- **課題**:
下に示す行のうち、「look for woman」を含む行から最後の行までを、両端を含めて一字一句変えずに書き写してください。

*****

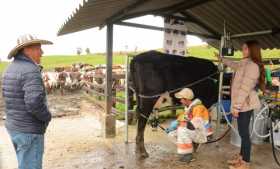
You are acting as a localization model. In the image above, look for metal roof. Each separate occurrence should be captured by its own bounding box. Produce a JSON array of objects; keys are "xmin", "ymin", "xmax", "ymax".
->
[{"xmin": 58, "ymin": 0, "xmax": 280, "ymax": 48}]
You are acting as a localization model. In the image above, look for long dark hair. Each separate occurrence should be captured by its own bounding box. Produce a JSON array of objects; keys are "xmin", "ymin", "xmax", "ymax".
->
[{"xmin": 245, "ymin": 40, "xmax": 265, "ymax": 92}]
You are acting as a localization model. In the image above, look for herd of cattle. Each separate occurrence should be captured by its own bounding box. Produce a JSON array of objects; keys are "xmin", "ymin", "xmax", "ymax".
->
[{"xmin": 42, "ymin": 63, "xmax": 124, "ymax": 95}]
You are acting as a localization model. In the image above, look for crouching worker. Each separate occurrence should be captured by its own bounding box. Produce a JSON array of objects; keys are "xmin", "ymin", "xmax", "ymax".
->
[{"xmin": 166, "ymin": 88, "xmax": 213, "ymax": 163}]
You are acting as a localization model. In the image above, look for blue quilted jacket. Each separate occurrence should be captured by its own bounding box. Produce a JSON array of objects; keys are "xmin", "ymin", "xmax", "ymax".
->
[{"xmin": 2, "ymin": 54, "xmax": 51, "ymax": 134}]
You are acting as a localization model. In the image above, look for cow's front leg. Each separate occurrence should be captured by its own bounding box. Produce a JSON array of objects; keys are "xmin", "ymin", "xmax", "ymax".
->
[{"xmin": 136, "ymin": 115, "xmax": 149, "ymax": 159}]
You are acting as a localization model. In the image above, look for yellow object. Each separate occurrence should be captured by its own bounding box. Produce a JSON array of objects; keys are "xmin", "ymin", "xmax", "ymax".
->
[{"xmin": 175, "ymin": 88, "xmax": 194, "ymax": 100}]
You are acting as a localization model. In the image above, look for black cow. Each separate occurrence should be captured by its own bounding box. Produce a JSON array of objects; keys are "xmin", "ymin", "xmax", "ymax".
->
[{"xmin": 130, "ymin": 51, "xmax": 218, "ymax": 158}]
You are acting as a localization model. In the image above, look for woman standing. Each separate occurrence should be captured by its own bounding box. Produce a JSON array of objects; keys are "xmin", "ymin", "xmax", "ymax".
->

*****

- **解答**:
You are acting as a localization model. In the image above, look for woman standing. Each separate occurrence should be captured by its own bounding box. Produce a JSON array of objects; keys are "xmin", "ymin", "xmax", "ymax".
->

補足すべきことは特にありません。